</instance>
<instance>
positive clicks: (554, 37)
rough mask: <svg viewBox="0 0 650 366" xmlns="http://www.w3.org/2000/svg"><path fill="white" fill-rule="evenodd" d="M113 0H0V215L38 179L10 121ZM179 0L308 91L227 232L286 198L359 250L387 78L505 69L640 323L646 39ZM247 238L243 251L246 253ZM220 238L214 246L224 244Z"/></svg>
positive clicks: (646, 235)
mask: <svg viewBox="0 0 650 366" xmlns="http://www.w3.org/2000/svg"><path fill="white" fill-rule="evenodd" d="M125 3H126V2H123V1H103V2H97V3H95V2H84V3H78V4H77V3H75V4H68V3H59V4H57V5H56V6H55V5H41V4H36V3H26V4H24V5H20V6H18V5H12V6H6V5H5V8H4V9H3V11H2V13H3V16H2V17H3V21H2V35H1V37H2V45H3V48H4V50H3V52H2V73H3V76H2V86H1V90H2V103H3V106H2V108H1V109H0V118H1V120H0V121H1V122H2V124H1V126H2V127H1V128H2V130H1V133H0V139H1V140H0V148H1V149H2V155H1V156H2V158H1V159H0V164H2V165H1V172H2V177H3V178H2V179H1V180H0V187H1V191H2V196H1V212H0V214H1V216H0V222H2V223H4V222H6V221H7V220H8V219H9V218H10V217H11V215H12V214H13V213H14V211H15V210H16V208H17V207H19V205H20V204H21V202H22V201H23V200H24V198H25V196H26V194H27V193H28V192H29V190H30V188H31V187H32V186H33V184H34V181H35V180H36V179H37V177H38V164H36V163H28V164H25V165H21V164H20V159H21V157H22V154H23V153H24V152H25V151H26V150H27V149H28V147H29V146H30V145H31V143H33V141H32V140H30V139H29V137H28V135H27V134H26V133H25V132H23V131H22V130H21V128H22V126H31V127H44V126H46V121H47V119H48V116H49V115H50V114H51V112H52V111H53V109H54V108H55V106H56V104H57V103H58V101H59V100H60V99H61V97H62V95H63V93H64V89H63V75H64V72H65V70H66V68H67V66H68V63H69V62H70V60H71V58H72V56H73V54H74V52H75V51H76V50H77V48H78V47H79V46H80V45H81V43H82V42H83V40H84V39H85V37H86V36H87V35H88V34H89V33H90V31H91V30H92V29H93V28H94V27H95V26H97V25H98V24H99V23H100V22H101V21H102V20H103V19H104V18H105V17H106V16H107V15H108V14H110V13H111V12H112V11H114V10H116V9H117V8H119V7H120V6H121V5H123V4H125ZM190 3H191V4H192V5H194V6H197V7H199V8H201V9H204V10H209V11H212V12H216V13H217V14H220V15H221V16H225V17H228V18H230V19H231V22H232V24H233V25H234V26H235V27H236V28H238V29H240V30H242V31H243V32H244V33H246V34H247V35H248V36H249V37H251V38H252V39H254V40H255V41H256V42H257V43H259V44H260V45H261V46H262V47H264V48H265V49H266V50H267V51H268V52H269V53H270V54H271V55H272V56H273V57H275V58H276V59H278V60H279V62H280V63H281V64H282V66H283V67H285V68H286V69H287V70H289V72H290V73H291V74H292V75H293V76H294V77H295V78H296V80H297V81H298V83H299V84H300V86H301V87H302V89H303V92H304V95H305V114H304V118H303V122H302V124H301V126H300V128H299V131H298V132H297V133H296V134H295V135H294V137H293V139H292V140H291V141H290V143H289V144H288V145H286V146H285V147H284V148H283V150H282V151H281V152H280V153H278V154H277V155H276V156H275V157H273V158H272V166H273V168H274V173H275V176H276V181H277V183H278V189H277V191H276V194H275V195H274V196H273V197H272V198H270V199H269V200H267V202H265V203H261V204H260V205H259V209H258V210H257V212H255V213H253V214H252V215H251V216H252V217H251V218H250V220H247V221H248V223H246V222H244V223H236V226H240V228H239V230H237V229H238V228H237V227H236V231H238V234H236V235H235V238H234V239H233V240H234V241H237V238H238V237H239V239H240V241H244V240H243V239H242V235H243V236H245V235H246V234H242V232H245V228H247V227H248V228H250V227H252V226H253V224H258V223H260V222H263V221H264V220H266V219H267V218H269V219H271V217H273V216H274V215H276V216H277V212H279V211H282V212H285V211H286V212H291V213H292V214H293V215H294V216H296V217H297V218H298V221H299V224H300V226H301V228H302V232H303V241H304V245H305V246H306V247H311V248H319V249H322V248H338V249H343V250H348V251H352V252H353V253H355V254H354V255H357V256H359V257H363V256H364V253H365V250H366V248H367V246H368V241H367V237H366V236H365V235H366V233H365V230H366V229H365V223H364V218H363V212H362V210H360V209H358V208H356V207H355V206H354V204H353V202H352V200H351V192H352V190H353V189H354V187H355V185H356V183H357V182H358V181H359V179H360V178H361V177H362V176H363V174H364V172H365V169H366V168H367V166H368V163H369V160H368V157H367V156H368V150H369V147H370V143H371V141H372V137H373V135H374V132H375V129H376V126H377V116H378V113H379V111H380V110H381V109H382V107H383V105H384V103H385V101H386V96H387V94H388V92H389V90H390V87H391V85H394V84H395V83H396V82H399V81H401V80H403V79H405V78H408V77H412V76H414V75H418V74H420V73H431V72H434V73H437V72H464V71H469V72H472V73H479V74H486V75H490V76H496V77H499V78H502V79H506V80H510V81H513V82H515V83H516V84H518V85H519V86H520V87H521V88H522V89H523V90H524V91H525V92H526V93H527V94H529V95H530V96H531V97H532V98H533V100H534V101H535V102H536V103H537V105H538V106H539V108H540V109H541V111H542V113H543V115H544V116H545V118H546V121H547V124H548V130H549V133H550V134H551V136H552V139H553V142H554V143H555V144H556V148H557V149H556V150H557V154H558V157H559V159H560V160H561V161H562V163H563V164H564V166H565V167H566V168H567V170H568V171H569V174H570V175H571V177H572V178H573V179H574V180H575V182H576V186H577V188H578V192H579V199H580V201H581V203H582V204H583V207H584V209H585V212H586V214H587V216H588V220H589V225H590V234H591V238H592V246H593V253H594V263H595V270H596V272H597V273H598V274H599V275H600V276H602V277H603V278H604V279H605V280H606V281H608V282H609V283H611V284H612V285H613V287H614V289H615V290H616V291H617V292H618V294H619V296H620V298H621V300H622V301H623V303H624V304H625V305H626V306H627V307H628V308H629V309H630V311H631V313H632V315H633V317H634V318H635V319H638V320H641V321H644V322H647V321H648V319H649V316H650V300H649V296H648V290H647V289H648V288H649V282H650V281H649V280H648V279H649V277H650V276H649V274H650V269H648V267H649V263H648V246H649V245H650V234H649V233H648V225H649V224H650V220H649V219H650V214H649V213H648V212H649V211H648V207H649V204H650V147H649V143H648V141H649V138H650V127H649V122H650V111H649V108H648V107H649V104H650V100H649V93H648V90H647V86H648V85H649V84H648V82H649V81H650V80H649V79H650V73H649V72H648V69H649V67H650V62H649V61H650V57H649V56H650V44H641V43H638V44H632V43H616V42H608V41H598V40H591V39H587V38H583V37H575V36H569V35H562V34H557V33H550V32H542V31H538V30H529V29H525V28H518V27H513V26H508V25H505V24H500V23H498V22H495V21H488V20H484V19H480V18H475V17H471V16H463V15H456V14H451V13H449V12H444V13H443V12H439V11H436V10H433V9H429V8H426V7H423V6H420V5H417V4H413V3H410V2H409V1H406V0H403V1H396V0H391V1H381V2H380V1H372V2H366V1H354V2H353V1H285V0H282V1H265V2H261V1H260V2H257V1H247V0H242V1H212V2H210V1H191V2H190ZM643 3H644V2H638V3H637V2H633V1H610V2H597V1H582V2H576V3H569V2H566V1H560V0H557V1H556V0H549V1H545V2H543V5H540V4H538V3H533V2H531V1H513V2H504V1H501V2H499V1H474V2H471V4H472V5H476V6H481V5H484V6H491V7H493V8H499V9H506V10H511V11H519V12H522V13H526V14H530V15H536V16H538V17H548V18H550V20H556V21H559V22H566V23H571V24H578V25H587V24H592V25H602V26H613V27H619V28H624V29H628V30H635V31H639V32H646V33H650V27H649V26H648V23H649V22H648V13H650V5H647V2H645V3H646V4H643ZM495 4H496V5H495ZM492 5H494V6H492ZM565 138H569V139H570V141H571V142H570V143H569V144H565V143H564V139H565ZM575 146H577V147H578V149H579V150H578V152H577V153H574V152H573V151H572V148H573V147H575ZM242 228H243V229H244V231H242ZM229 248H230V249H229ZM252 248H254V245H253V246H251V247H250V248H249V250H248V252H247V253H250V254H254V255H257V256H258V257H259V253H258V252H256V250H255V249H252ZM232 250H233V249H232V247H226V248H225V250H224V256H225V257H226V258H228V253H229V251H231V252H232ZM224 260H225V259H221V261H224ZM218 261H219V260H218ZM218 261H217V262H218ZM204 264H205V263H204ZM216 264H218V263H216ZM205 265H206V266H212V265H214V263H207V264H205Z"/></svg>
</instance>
□ □ □ □ □
■ Aim of the exercise: Find each line above that contains the word "clicks", and copy every one of them out in full.

■ Problem solution:
positive clicks: (554, 37)
positive clicks: (646, 235)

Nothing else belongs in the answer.